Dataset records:
——————————

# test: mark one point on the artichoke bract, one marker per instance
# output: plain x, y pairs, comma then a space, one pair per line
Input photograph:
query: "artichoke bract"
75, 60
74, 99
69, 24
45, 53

——————————

▶ [Exercise description]:
Here the job is to restate all of the data word for word.

▶ [Task output]:
# test: mark one point on the artichoke bract, one marker per instance
# output: plain x, y pairs, comma then a space, one pair per line
Input photograph:
query: "artichoke bract"
75, 60
74, 99
69, 24
45, 53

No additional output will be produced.